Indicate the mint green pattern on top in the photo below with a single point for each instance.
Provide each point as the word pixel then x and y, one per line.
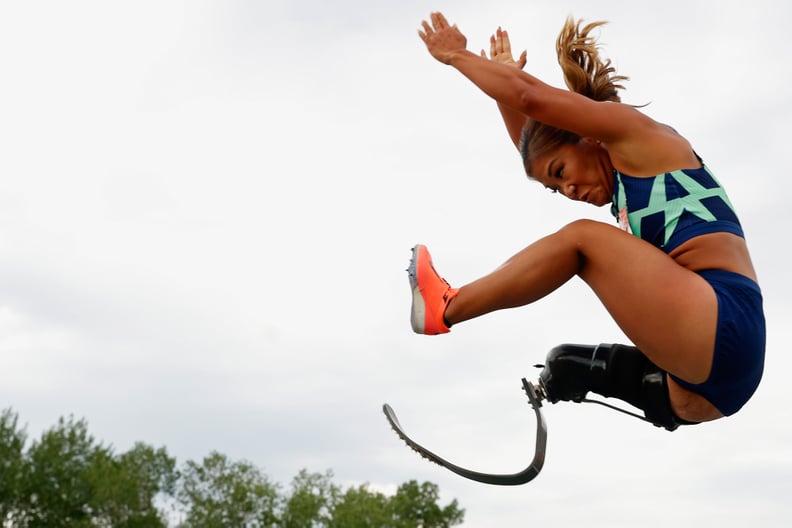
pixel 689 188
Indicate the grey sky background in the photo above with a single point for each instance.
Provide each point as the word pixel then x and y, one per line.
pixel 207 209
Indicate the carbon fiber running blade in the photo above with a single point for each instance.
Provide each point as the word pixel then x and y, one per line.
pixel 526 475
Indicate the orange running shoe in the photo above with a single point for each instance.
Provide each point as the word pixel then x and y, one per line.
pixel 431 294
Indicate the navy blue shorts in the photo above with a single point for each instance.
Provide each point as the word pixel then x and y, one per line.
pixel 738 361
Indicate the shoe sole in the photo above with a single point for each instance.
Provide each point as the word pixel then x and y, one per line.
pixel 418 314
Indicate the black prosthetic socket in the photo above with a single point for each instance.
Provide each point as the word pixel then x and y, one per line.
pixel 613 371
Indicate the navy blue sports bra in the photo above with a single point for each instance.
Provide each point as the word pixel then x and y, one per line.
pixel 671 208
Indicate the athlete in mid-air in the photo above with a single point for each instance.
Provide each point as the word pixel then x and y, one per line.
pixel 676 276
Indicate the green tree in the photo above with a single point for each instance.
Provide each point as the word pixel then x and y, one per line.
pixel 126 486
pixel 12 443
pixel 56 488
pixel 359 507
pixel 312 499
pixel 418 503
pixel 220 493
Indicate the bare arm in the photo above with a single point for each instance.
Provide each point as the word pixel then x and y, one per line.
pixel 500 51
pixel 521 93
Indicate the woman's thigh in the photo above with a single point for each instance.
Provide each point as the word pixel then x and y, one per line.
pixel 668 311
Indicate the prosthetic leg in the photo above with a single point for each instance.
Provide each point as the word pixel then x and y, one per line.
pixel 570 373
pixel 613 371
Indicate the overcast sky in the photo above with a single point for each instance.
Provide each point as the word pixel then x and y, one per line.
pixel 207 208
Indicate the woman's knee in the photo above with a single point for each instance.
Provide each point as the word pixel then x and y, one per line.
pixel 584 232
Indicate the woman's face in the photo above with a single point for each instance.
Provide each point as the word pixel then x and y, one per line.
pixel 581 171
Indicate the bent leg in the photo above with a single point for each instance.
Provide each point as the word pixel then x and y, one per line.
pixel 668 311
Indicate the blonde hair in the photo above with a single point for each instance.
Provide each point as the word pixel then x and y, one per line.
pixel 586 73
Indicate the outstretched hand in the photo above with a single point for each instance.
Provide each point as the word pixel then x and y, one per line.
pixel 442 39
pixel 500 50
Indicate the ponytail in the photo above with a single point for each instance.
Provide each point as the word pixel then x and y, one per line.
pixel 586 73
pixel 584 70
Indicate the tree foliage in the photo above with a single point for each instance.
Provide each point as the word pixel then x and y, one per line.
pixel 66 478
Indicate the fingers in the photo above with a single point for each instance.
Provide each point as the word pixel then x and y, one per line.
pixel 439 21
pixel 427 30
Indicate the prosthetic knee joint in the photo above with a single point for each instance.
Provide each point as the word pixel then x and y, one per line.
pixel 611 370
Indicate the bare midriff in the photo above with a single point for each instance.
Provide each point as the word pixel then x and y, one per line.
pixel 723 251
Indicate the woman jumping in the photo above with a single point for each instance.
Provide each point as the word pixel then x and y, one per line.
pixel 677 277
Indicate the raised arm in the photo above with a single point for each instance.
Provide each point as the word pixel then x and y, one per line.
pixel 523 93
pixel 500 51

· · · ·

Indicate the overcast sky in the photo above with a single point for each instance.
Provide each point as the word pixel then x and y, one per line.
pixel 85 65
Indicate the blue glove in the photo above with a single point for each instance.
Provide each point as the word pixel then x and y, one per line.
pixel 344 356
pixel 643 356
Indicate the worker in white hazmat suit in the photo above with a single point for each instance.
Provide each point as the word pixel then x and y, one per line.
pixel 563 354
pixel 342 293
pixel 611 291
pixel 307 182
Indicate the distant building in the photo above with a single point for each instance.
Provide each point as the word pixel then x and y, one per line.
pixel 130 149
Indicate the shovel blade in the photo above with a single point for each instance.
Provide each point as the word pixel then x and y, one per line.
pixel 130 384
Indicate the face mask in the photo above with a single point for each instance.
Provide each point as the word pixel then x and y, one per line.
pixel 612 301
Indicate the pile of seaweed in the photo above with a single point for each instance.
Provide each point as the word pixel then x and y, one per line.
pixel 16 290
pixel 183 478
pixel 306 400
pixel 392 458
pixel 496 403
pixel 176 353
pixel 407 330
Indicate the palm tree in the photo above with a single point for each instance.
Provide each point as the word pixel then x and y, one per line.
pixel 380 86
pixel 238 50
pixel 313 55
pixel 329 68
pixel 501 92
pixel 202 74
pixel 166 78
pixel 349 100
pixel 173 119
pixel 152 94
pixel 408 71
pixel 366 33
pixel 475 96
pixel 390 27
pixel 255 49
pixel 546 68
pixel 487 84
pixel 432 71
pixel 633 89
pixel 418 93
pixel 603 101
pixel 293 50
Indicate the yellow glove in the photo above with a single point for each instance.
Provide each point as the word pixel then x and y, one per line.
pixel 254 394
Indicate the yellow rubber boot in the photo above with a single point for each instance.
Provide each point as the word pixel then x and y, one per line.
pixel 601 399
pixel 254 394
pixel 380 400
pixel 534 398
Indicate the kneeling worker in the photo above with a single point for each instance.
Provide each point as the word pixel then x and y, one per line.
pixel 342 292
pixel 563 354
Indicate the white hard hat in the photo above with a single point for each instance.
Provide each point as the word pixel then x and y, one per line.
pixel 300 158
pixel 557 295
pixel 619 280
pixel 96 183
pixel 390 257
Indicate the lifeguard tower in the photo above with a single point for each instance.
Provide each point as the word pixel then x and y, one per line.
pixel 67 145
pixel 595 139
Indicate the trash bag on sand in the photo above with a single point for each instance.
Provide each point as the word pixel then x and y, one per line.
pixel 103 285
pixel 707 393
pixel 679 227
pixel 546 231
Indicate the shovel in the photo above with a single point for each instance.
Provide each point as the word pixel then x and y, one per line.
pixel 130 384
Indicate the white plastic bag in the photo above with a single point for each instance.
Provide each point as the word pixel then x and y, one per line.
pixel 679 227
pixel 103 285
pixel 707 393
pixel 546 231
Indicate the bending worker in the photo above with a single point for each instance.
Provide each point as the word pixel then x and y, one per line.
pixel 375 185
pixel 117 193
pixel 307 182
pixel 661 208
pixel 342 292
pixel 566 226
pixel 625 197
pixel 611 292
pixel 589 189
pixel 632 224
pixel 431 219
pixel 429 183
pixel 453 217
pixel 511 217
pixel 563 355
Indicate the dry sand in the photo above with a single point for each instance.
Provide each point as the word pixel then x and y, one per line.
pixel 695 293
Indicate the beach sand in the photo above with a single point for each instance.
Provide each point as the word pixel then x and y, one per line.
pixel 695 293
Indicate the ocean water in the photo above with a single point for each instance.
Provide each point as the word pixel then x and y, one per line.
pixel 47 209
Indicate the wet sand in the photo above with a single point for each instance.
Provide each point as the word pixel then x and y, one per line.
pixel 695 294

· · · ·

■ Required action ■
Lines from the entries that contain the string "sand" must be found and copied.

■ Exercise output ■
Indicate the trash bag on sand in the photo above with a single point for each instance.
Indicate the dry sand in the photo above with a single point for each instance.
Indicate the beach sand in the photo above with a single point for each instance.
Indicate the wet sand in the photo above with a single point for each instance.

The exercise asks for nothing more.